Compiti:
1. Nel testo sulla resilienza delle Pmi, quali strumenti ha potenziato il Belgio?
2. Prosegui il testo sulla resilienza delle Pmi a partire dalla sua ultima frase.

═══ Testo dell'esercizio ═══

Rafforzare la resilienza di lungo periodo
Gli economisti dell’Ocse suggeriscono di continuare a supportare il potenziale di crescita delle Pmi anche dopo la crisi tramite politiche e investimenti strutturali.
Le crisi offrono l’opportunità di rivedere con lungimiranza i modelli di business, di sfruttare la digitalizzazione per trovare nuovi mercati, di migliorare le infrastrutture strategiche, di aggiornare i sistemi formativi, di introdurre nuovi metodi di produzione più sostenibili a basso impatto ambientale…
I Paesi che sapranno cogliere al meglio queste opportunità potranno aumentare la resilienza delle Pmi e la loro capacità di reagire agli shock futuri e acquisiranno importanti vantaggi competitivi a livello globale.
Il Belgio, ad esempio, ha potenziato gli strumenti finanziari a supporto delle Pmi per aiutarle a trovare nuovi mercati di sbocco e di approvvigionamento.

═══ Record forniti ═══

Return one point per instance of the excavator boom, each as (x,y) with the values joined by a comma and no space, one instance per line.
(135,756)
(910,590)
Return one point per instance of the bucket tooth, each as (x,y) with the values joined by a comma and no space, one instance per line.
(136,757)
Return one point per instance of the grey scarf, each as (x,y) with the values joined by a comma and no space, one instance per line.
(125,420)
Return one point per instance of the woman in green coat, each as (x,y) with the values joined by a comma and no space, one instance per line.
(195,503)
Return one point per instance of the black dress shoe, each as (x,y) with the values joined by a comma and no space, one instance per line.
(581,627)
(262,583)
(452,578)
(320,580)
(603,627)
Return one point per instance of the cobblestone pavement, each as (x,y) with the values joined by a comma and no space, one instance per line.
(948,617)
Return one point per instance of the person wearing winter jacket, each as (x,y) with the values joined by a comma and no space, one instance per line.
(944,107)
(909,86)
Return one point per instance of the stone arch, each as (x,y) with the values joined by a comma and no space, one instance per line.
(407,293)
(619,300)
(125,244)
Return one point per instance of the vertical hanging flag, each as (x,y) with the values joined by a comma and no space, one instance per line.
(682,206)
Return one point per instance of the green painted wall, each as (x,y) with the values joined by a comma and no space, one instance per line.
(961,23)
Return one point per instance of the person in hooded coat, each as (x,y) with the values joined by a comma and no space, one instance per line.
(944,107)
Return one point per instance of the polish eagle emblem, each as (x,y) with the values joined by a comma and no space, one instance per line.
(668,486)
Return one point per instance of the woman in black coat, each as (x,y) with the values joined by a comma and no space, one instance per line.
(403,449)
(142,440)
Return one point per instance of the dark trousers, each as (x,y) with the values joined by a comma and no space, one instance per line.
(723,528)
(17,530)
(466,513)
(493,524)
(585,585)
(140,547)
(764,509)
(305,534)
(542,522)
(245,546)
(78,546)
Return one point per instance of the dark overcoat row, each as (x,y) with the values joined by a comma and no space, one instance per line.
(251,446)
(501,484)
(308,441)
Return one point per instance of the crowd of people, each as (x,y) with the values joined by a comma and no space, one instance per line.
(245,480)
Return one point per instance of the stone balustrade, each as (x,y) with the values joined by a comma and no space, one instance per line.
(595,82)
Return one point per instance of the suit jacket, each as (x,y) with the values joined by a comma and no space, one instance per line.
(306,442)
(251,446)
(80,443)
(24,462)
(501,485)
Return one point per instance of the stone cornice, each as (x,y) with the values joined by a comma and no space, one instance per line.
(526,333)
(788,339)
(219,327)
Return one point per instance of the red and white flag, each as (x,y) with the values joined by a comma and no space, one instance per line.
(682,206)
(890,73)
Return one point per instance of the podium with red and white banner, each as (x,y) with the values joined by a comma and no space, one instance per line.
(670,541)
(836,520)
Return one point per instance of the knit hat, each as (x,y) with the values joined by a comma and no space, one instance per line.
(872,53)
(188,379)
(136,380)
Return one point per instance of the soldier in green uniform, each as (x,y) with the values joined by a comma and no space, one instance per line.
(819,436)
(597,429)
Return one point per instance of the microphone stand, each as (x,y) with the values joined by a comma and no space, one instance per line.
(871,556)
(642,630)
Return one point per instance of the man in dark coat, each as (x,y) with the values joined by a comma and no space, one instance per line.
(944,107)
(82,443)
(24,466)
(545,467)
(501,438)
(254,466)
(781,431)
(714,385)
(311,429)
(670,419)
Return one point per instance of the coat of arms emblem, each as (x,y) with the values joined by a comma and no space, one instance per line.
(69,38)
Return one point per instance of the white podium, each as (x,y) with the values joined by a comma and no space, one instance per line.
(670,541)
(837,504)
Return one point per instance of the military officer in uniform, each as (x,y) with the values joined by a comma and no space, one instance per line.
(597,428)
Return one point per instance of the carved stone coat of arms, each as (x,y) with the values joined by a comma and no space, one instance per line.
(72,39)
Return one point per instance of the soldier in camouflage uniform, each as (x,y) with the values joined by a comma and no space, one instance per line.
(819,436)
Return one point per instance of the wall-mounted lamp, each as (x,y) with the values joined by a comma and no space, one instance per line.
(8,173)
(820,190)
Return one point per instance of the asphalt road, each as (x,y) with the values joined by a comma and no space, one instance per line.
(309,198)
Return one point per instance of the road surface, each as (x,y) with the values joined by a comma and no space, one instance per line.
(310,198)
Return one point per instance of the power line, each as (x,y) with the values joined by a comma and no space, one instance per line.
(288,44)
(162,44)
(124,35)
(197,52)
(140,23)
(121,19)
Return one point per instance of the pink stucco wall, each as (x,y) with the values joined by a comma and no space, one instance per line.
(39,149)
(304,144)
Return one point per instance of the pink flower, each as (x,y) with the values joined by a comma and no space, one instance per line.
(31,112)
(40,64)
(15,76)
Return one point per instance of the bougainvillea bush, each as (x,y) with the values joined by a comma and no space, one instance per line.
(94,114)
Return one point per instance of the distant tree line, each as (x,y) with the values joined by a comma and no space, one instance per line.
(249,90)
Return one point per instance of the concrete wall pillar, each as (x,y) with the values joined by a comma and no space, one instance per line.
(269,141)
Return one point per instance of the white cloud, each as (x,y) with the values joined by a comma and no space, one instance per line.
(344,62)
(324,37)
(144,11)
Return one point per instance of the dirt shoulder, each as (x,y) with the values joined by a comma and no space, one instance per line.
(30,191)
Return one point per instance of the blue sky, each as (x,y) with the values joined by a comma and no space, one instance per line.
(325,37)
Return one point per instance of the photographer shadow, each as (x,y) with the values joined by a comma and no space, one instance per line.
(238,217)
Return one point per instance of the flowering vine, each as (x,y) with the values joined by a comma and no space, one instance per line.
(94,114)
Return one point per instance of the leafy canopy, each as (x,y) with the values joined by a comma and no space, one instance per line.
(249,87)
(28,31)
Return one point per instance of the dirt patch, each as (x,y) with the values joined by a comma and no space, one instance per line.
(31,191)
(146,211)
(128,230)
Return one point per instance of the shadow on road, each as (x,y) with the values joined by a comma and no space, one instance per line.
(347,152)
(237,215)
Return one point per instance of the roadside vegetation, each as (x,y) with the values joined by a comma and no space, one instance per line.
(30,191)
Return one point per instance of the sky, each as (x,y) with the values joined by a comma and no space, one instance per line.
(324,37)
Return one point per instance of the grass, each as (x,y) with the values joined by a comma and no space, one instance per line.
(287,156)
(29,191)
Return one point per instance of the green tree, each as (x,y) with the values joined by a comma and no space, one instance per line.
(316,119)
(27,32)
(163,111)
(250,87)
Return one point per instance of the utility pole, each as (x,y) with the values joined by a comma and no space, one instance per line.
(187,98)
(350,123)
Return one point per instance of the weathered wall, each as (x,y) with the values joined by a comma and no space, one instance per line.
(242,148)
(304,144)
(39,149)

═══

Risposte per compito:
1. Il Belgio ha potenziato gli strumenti finanziari a supporto delle Pmi, per aiutarle a trovare nuovi mercati di sbocco e di approvvigionamento.

2.
La Cina sta incoraggiando le imprese più grandi a collaborare con le Pmi rafforzando il loro supporto alle catene di approvvigionamento in termini di gestione dei crediti, fornitura di materie prime, progettazione in outsourcing. L’esperienza cinese ha inoltro dimostrato che l’adozione della tecnologia blockchain e di altre innovazioni legate all’Industry 4.0 (come i Big Data, 5G e l’Intelligenza artificiale) hanno accelerato la ripresa economica e stanno contribuendo a controllare la diffusione del virus e a ricercare il vaccino anti Covid-19.
Il report cita anche l’esempio italiano:
- SACE ha definito un nuovo pacchetto di aiuti per sostenere le Pmi nella gestione delle esigenze di cash flow e nella diversificazione dei mercati di esportazione
- Agenzia ICE ha cancellato i costi di partecipazione alle fiere delle Pmi proponendo anche soluzioni alternative per accrescere la visibilità internazionale e fornisce servizi gratuiti alle Pmi.
Survey sull’impatto del Coronavirus
Il report cita numerose survey realizzate in marzo e in aprile in vari Paesi per meglio illustrare la natura dell’impatto del Covid-19 sulle Pmi.
- Un’indagine condotta tra il 31 marzo e il 6 aprile dall’Asia Pacific MSME Trade Coalition dimostra che almeno il 50% delle Pmi intervistate ha solo 1 mese di riserve di cassa. Circa il 30% si aspetta di dover ridurre la forza lavoro del 50%.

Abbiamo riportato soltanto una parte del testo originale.